Written instruction - Please copy out every line of the records below with nothing changed.
-.-.-
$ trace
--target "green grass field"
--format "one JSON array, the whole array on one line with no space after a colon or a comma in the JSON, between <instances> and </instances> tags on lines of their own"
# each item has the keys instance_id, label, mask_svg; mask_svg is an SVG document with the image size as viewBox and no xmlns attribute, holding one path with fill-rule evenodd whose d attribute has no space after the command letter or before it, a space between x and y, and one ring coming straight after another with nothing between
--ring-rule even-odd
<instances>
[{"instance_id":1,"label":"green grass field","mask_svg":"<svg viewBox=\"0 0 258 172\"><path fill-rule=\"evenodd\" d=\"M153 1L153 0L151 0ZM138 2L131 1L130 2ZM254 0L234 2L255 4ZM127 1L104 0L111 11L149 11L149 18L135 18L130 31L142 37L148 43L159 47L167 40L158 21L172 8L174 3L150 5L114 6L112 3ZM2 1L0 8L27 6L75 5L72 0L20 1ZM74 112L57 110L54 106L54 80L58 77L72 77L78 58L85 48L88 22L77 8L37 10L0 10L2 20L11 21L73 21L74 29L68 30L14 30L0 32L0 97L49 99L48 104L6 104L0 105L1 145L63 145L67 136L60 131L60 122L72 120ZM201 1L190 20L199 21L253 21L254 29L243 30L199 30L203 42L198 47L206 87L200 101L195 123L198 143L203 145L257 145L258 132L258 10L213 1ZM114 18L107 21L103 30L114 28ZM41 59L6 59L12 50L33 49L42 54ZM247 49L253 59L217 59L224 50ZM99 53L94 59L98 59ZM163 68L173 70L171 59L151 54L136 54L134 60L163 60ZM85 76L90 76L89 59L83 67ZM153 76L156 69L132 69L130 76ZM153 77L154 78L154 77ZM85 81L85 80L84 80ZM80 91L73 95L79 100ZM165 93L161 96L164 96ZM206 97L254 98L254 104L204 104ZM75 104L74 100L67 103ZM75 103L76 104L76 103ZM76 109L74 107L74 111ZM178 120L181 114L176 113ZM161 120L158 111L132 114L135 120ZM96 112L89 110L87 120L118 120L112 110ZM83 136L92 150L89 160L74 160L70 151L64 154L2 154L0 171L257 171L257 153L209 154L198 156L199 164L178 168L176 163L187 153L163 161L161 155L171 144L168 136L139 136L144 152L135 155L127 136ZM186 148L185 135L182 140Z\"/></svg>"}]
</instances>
-.-.-
Task output -
$ trace
--target "green grass field"
--format "one JSON array, the whole array on one line with no space after a colon or a comma in the JSON, between <instances> and </instances> tags on lines of their own"
# each item has the keys instance_id, label, mask_svg; mask_svg is an SVG document with the image size as viewBox and no xmlns attribute, holding one path with fill-rule evenodd whose d attribute has no space after the command letter or before it, a space between x and y, and one ring coming straight after another with nothing between
--ring-rule even-odd
<instances>
[{"instance_id":1,"label":"green grass field","mask_svg":"<svg viewBox=\"0 0 258 172\"><path fill-rule=\"evenodd\" d=\"M153 1L153 0L151 0ZM138 2L131 1L130 2ZM254 0L234 2L255 4ZM127 1L104 0L111 11L149 11L149 18L135 18L130 31L142 37L148 43L159 47L167 40L158 21L172 8L174 3L150 5L114 6L112 3ZM2 1L0 8L27 6L75 5L72 0L20 1ZM74 112L57 110L54 106L54 80L58 77L72 77L78 58L85 48L88 22L77 8L37 10L0 10L2 20L11 21L73 21L74 29L68 30L14 30L0 32L0 97L49 99L48 104L6 104L0 105L1 145L63 145L67 136L60 131L60 122L72 120ZM201 1L190 20L199 21L253 21L254 29L243 30L199 30L203 42L198 47L206 87L200 101L195 123L198 143L203 145L257 145L258 132L258 10L213 1ZM114 18L107 21L103 30L114 28ZM41 59L6 59L12 50L33 49L42 54ZM247 49L253 59L217 59L224 50ZM99 53L94 59L98 59ZM163 68L173 70L171 59L151 54L136 54L134 60L163 60ZM85 76L90 76L89 59L83 67ZM153 76L156 69L132 69L130 76ZM153 77L154 78L154 77ZM85 81L85 80L84 80ZM80 91L73 95L79 100ZM165 93L161 96L164 96ZM206 97L254 98L254 104L204 104ZM75 104L74 100L67 103ZM75 103L76 104L76 103ZM76 109L74 107L74 111ZM178 120L181 114L176 113ZM161 120L158 111L132 114L135 120ZM96 112L89 110L87 120L118 120L112 110ZM83 136L92 150L89 160L74 160L70 151L64 154L2 154L0 171L257 171L257 153L209 154L198 156L199 164L178 168L176 163L187 153L163 161L161 155L171 144L168 136L139 136L144 152L135 155L127 136ZM186 148L185 135L182 140Z\"/></svg>"}]
</instances>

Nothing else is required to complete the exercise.